Source excerpt »

--- BEGIN ---

Thursday, March 29, 2018

Amalfi Coast, Italy - A Honeymoon Paradise


Why don't the seats on this train match the layout when we booked, and why are there people sitting in our spots? "Did you check the train number?", asks a concerned passenger. "Yeah, we're going to Napoli at 11:05am." We had already sprinted to barely get on this train, only to find out that there are actually two different trains going to Napoli at precisely the same time. We happened to board the 9965, not the 9856! "Kids, get off now!" It must have been quite the sight for the Romans going about their daily routine to see a family of five sprinting with luggage skipping along behind yelling "mi scuzzi, mi scuzzi, mi scuzzi." We were spared the anguish of figuring out alternative plans by the gracious lackadaisical nature of the Italian folks as the train didn't start rolling until 7 minutes after the scheduled departure.

Mar 23: Herculaneum and Pompeii
We boarded one of the many Trenitalia Frecciarossa bullet trains that go whizzing about the boot of Italy to head south for four days in the Amalfi Coast.  The Italian countryside is exactly as I had expected with a patchwork of orchards contoured over rolling hills made green by the winter rains. (It looks like the East Bay in February). However the snow-capped range of low mountains flanking either side of the train was truly unexpected. Isn't everything South of Rome near the equator and never drops below a pleasant 60 degrees?


Screaming past quaint rural Italian towns perched on hilltops in front of snow capped mountain ridges. 

Back to backseat shinanigans

We pulled in to Napoli (why do we call it Napels?) about 2hrs later and picked up our rental car* to head south another 90 minutes to the Amalfi coast. Is it sad that up until about 2 weeks ago, I had no idea where Mt Vesuvius and Pompeii were (I actually thought they were in Greece), much less that they were perched right on the western coast between Napoli and Amalfi? (Furthermore, is it even more sad that I am only loosely aware of their existence from the movie White Men Can't Jump, and every time I say Vesuvius, I actually say Vethuvius?). In any case, considering we quite literally drove on the slopes of Vesuvius, we stopped at two of the main archaeological sites made possible by it's deadly belching in the year 79AD - Pompeii, and the lesser known Herculaneum.

Nicole and I must be getting old. Science needs to study at what age you find visiting a 2,000 year old dead city to be awesome and a ton of fun, and set that as the official point when someone gets old. We loved it. Admittedly, the kids seemed to be having a jolly good time as well because of the freedom to wander around like it was the year 0. The two Roman towns were decimated in two different ways: Herculaneum was buried in 20meters of pyroclastic flow (super hot gravelly mud), and Pompeii by falling ash (also piping hot). Given how both cities were entombed by the volcanic waste, they are surprisingly intact (after digging them out) and paints a very clear picture of life in the year 79. As we wandered about both towns it really puts in perspective just how advanced the Roman world was compared to the rest of the world at the time. I just kept thinking how the temples and wats in Southeast Asia looked primitive by comparison, and they were built 1,000 years later. Pompeii is a massive site, complete with a modern civil layout, several amphitheaters, a stadium, a shopping mall, and takes a solid thirty minutes of speed walking to go from end to end (which we had to put to the test to get out before our bags in the lockers were locked for the evening).

--- END ---

Records »
--- BEGIN ---

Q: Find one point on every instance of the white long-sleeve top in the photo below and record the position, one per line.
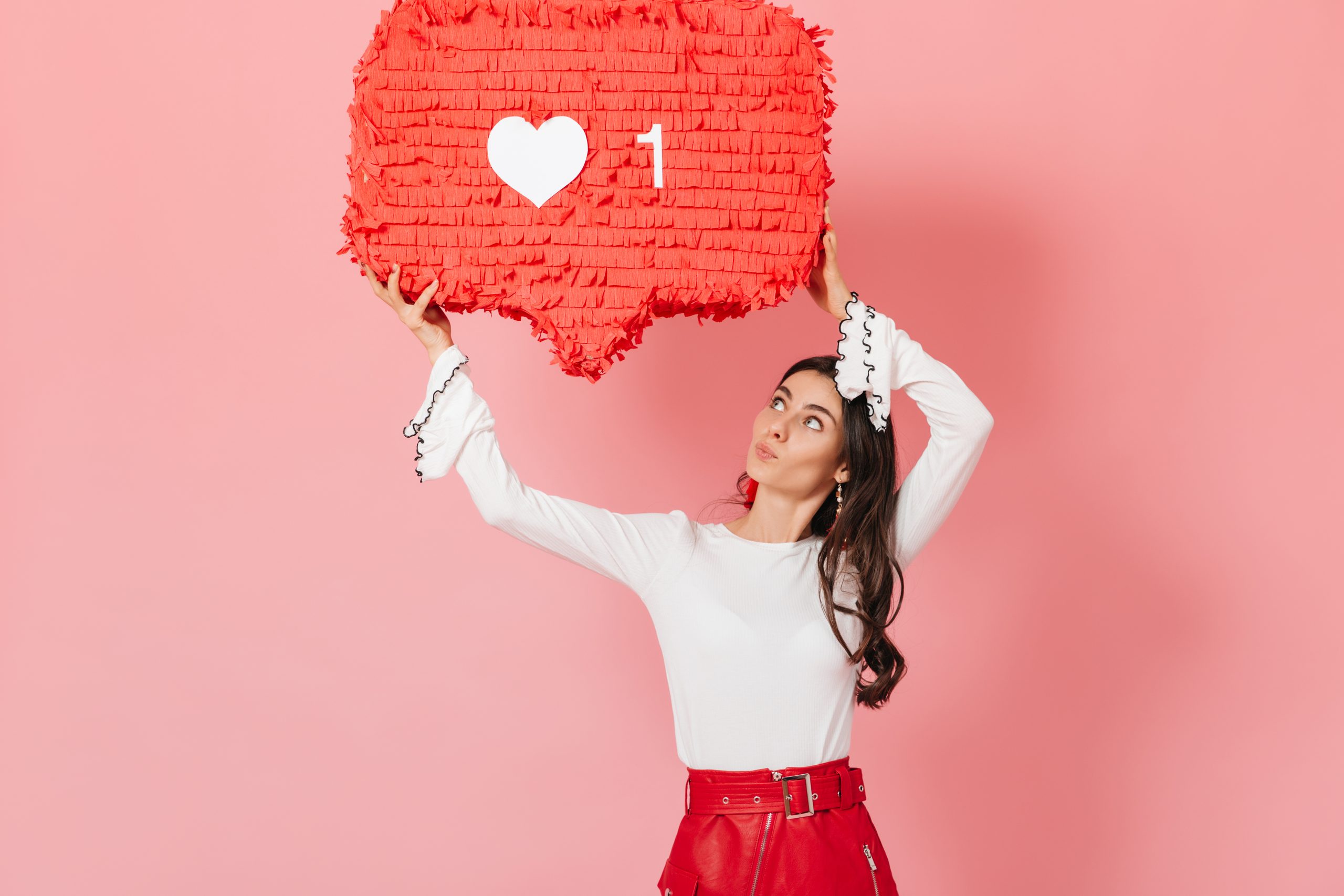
(757, 678)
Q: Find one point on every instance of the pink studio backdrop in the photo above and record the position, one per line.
(243, 650)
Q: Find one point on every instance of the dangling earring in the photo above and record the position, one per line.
(839, 504)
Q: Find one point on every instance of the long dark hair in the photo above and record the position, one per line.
(862, 532)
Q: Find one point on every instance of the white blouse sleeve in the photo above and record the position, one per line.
(878, 356)
(455, 429)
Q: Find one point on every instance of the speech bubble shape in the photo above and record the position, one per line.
(701, 191)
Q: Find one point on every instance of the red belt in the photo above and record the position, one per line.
(796, 796)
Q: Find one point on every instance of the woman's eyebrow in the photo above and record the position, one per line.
(815, 407)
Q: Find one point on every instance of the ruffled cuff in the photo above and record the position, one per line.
(445, 367)
(865, 367)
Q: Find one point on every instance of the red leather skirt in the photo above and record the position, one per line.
(754, 833)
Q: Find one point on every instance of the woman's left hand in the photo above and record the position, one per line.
(826, 285)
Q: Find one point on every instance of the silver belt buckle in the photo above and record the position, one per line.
(788, 797)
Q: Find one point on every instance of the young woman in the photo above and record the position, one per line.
(766, 621)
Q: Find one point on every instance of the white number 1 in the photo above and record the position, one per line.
(655, 138)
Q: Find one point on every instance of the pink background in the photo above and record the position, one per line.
(243, 650)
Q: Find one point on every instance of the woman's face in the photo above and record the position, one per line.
(797, 438)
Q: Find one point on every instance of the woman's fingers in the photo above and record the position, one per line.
(423, 303)
(373, 281)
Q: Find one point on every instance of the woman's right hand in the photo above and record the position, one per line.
(426, 320)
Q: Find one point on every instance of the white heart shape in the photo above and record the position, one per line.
(537, 162)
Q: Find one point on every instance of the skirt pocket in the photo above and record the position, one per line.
(676, 882)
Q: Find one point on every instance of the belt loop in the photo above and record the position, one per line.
(846, 789)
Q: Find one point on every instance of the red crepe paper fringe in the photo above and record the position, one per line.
(741, 88)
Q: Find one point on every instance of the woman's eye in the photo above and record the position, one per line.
(811, 419)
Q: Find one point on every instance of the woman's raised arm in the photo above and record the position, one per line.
(455, 429)
(879, 355)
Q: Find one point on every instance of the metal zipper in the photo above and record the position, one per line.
(761, 853)
(873, 870)
(765, 830)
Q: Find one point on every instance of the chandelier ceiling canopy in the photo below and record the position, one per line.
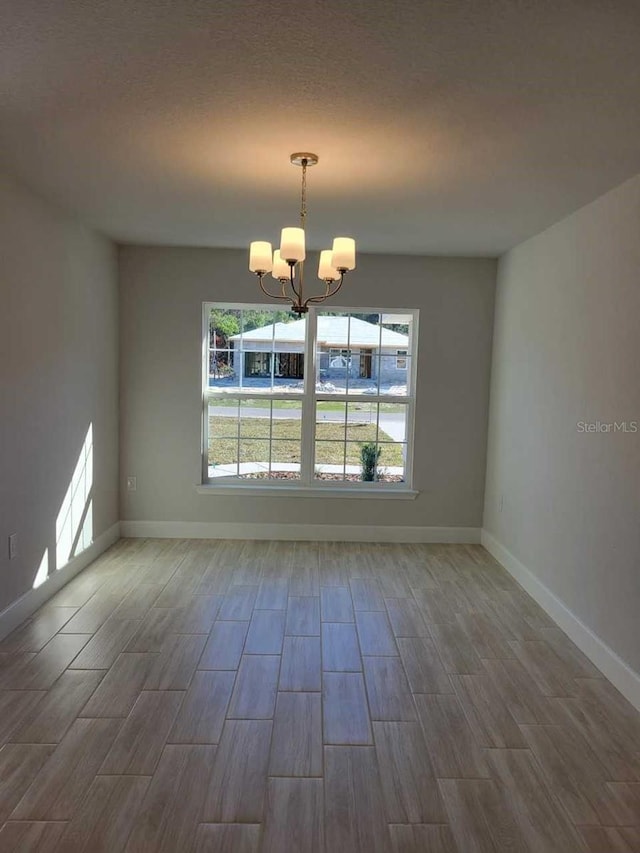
(286, 264)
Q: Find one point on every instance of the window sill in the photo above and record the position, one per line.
(288, 491)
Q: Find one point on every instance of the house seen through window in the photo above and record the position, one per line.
(327, 399)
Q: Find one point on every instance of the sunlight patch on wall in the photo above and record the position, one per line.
(74, 525)
(43, 570)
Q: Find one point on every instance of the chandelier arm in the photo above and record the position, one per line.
(292, 282)
(272, 295)
(329, 293)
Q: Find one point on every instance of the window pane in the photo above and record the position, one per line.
(287, 419)
(223, 417)
(330, 420)
(285, 460)
(223, 457)
(360, 353)
(329, 460)
(224, 324)
(392, 423)
(254, 458)
(255, 418)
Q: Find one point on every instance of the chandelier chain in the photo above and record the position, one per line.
(303, 199)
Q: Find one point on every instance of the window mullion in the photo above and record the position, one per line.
(308, 400)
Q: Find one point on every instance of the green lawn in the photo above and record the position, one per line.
(325, 406)
(254, 442)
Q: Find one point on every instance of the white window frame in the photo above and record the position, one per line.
(308, 485)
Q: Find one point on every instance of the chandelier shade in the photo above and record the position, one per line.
(286, 264)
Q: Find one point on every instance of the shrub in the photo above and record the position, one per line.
(369, 455)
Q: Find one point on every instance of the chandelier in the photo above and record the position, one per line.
(286, 264)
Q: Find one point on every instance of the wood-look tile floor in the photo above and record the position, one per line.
(301, 697)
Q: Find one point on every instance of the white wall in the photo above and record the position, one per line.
(161, 295)
(566, 350)
(58, 376)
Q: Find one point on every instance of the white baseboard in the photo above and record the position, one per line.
(23, 607)
(608, 662)
(298, 532)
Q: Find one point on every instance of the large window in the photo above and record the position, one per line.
(322, 401)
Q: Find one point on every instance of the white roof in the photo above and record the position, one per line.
(332, 331)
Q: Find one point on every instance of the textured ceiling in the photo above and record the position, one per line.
(442, 127)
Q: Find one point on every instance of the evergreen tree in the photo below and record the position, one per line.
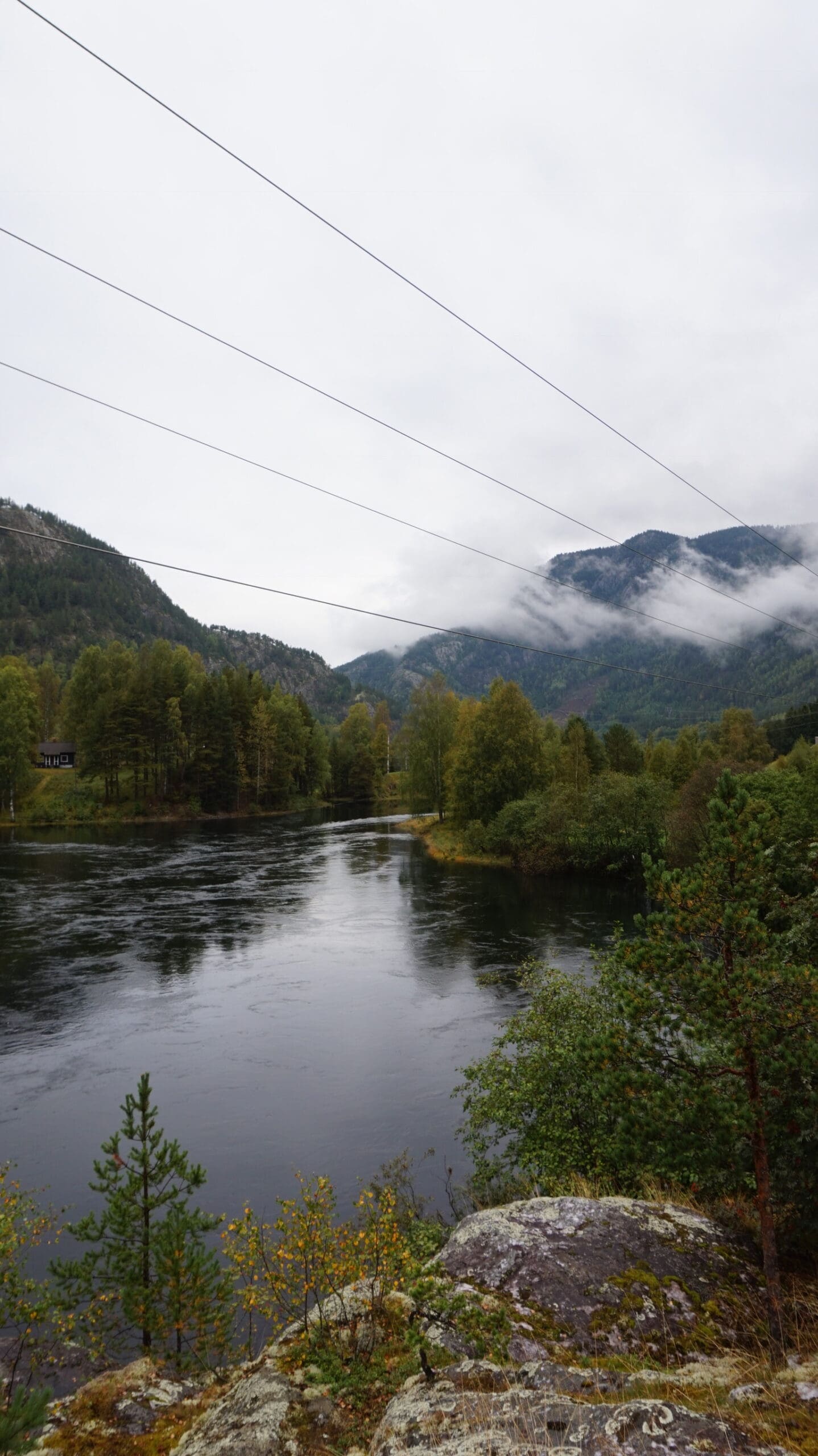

--- END ---

The task »
Answer from the Amalfi Coast travel post:
1. What was the number of the train the family boarded by mistake?
2. After picking up the rental car in Napoli, how much farther did they drive to reach the Amalfi coast?
3. How deep was the pyroclastic flow that buried Herculaneum?

Expected answer »
1. 9965
2. About 90 minutes
3. 20 meters